● Objective
In the text below about storing and sorting audio files, turn the paragraph that begins "The huge selection of video and audio data" into a short bulleted list that keeps its main facts.

● Reading text
....

Storage capabilities for digital content are increasing
dramatically. Hard disks with at least one terabyte of storage
capacity are expected to be available in the near future. Added to
this, the evolution of compression algorithms for multimedia
content, such as the MPEG standard, considerably reduces the amount
of required storage capacity per audio or video file. The result is
that consumers will be able to store many hours of video and audio
content on a single hard disk or other storage medium. Video and
audio can be recorded from an ever-increasing number of radio and
TV stations. A consumer can easily augment his collection by simply
downloading video and audio content from the world-wide-web, a
facility which is becoming more and more popular. Furthermore,
portable music players with large storage capacities are affordable
and practical, allowing a user to have access, at any time, to a
wide selection of music from which to choose.
The huge selection of video and audio data available from which to
choose is not without problems, however. For example, organization
and selection of music from a large music database, with thousands
of music tracks, is difficult and time-consuming. The problem can
be addressed in part by the inclusion of metadata, which can be
understood to be an additional information tag attached in some way
to the actual audio data file. Metadata is sometimes provided for
an audio file, but this is not always the case. When faced with a
time-consuming and irritating retrieval and classification problem,
a user might most likely give up, or not bother at all.
Some attempts have been made in addressing the problem of
classification of music signals. For example, WO 01/20609 A2
suggests a classification system in which audio signals, i.e.
pieces of music or music tracks, are classified according to
certain features or variables such as rhythm complexity,
articulation, attack, etc. Each piece of music is assigned weighted
values for a number of chosen variables, depending on the extent to
which each variable applies to that piece of music. However, such a
system has the disadvantage that the level of accuracy in
classification or comparison of music tracks similar pieces of
music is not particularly high.
Therefore, an object of the present invention is to provide a more
robust and accurate way of characterising, classifying or comparing
audio signals.
To this end, the present invention provides a method of deriving a
set of features of an audio input signal, particularly for use in
classification of the audio input signal and/or comparison of the
audio input signal with another audio signal and/or
characterization of the audio input signal, which method comprises
identifying a number of first-order features of the audio input
signal, generating a number of correlation values from at least
part of the first-order features, and compiling the set of features
for the audio input signal using the correlation values. The step
of identifying may comprise, for example, extracting a number of
first-order features from the audio input signal or retrieving a
number of first-order features from a database.

....

● Recorded information
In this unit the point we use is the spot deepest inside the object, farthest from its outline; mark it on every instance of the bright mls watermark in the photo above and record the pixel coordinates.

....

● Right answer
- The huge choice of video and audio data brings problems.
- Organizing and picking music from a large database with thousands of tracks is hard and slow.
- Metadata can partly solve this. It is an extra information tag attached to the audio file.
- Audio files sometimes come with metadata, but not always.
- Faced with a slow, irritating search and sorting problem, a user will most likely give up or not bother at all.